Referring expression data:
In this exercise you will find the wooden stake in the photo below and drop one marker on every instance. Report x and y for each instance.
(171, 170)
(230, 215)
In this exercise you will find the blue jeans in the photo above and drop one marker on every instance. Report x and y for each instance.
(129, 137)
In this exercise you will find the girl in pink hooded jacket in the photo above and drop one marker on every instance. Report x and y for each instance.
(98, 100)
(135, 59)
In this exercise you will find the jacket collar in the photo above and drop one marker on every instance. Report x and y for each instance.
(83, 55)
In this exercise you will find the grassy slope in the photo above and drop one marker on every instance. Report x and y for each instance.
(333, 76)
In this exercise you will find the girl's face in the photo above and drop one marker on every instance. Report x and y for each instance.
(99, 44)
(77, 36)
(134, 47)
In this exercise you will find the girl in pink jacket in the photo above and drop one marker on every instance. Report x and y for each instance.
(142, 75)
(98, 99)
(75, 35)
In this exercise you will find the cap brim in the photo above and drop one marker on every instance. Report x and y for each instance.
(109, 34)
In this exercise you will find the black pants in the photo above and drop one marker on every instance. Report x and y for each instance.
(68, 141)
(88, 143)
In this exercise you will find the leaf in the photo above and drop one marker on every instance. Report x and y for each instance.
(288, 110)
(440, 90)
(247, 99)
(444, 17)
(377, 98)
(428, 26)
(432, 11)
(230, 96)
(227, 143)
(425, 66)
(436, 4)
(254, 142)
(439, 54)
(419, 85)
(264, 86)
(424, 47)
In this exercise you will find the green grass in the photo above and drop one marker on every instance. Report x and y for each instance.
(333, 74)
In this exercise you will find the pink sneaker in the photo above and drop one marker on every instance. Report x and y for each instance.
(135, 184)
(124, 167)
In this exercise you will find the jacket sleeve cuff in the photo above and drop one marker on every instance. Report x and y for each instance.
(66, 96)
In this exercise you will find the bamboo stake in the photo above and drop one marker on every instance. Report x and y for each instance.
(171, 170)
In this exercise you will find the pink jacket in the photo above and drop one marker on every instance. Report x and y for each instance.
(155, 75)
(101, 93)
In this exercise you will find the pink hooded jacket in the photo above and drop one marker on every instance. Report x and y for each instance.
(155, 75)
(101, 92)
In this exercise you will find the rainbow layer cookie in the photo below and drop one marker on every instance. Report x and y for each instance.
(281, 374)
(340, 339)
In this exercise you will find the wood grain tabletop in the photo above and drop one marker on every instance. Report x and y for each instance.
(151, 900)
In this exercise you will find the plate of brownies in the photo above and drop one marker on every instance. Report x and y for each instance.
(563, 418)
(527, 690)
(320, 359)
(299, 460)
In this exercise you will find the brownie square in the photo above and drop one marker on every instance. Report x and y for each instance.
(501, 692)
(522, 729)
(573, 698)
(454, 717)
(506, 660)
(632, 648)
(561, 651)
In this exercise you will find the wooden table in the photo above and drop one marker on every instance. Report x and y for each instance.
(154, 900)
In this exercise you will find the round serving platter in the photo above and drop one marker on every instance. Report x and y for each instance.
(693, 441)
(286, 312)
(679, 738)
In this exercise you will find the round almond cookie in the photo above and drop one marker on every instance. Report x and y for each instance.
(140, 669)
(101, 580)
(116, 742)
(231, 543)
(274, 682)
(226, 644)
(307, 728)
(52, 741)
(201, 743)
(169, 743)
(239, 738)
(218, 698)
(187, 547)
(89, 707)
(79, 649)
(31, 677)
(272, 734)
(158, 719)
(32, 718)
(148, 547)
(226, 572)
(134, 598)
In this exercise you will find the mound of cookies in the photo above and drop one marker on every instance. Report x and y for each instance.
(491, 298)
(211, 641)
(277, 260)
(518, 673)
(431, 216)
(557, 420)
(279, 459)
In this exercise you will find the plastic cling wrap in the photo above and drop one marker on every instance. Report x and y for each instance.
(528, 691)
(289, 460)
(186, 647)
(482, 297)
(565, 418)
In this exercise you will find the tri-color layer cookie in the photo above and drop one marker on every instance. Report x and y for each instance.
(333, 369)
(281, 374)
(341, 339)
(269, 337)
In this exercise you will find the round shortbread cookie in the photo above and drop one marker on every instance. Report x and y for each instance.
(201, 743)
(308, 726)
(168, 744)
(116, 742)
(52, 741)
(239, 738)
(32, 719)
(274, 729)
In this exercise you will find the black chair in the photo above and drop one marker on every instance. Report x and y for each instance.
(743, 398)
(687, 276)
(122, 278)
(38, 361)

#### Exercise description:
Repeat every entry exactly, please.

#### Solved problem:
In this exercise you will find the wooden stake in the photo below and drop one marker on every instance. Report x and y for each instance.
(171, 170)
(230, 215)
In this exercise you will find the blue jeans in the photo above and drop one marker on every instance. Report x and y for each instance.
(129, 137)
In this exercise you will find the girl in pink hooded jacket in the photo above and drop one marker on every instance. Report x and y for each instance.
(98, 100)
(135, 59)
In this exercise you will find the jacket collar in the photo above and drop one marker on every instance. Report x and y for each instance.
(83, 55)
In this exercise you will find the grassy slope in the photo above and drop one marker on every instance. Report x and y for each instance.
(333, 76)
In this exercise you will find the girl's face in the photo above and drop one marker on every instance. Report x and y for each instance.
(99, 44)
(77, 36)
(134, 47)
In this exercise you will find the girl in pink jacket in the photo above and drop one marker on every instance. Report x and y for each instance.
(142, 75)
(98, 99)
(75, 35)
In this exercise you will find the cap brim in the photo above and drop one marker on every instance. Report x and y for each instance.
(109, 34)
In this exercise you will find the black pants in the photo above and drop one marker on every instance. Report x and y for each instance.
(68, 141)
(88, 143)
In this exercise you will find the leaf in the photo above and drop one marker on every instance. Report x and y for each instance.
(288, 110)
(440, 90)
(247, 99)
(444, 17)
(377, 98)
(428, 26)
(432, 11)
(230, 96)
(227, 143)
(425, 66)
(436, 4)
(254, 142)
(439, 54)
(419, 85)
(264, 86)
(424, 47)
In this exercise you will find the green grass in the photo above and drop one marker on every instance. Report x and y for each instance.
(333, 74)
In this exercise you will find the pink sneaker in the photo above and drop one marker on every instance. Report x and y for each instance.
(135, 184)
(124, 167)
In this exercise you will find the jacket sleeve cuff in the photo above and drop one marker on every instance. Report x and y for each instance.
(66, 96)
In this exercise you will find the bamboo stake in the photo above and drop one marker on every instance. Report x and y for each instance.
(171, 170)
In this exercise you will find the pink jacket in the photo above and drop one marker on every instance. Report x and y for each instance.
(155, 75)
(101, 93)
In this exercise you will find the pink hooded jacket in the photo above and drop one marker on every instance. Report x and y for each instance.
(155, 75)
(101, 92)
In this exercise you will find the rainbow layer cookie in the photo below and drop one marker on every instance. Report x and y for each instance.
(281, 374)
(340, 339)
In this exercise you will find the wood grain tabletop in the photo above and drop one marker on every instance. Report x and y for each instance.
(151, 900)
In this exercise you will find the plate of brownies in the photo above and drop one marker on every instance. Report x and y for each instance.
(563, 418)
(527, 690)
(320, 359)
(299, 460)
In this exercise you will find the brownie square in the photo above and drop one marker on every instance. Report x and y for each instance.
(501, 692)
(522, 729)
(573, 698)
(454, 717)
(506, 660)
(632, 648)
(561, 651)
In this exercise you will find the wooden table in the photo above and drop one marker on every instance. Report x and y for each instance.
(154, 900)
In this exercise you will find the round serving platter in the photo above and drop one marker on every instance. Report x and y for each instance.
(693, 441)
(286, 312)
(679, 738)
In this exercise you will find the round almond cookie in the photo above and drop one marker on every instance. Report x and y for each instance.
(140, 669)
(101, 580)
(116, 742)
(231, 543)
(274, 682)
(226, 644)
(307, 728)
(52, 741)
(201, 743)
(169, 743)
(239, 738)
(218, 698)
(187, 547)
(89, 707)
(79, 649)
(31, 677)
(272, 734)
(158, 719)
(32, 718)
(148, 547)
(226, 572)
(134, 598)
In this exercise you will find the mound of cookies in the photo above and drop one marker on every instance. Report x and y for each instance.
(491, 298)
(211, 641)
(277, 260)
(518, 673)
(431, 216)
(557, 420)
(279, 459)
In this exercise you will find the plastic cling wrap in the photo above and drop one marker on every instance. Report x and y for each instance.
(528, 691)
(289, 460)
(186, 647)
(482, 297)
(565, 418)
In this exercise you will find the tri-color layer cookie in the photo above and drop one marker on every instance. Report x and y for each instance.
(333, 369)
(281, 374)
(341, 339)
(269, 337)
In this exercise you will find the round shortbread cookie in the photo above and drop one marker on every instance. Report x and y for each instance.
(201, 743)
(308, 726)
(168, 744)
(116, 742)
(52, 741)
(239, 738)
(32, 719)
(274, 729)
In this exercise you will find the black chair in the photo above and drop one marker on every instance. Report x and y for each instance.
(743, 398)
(687, 276)
(122, 278)
(38, 361)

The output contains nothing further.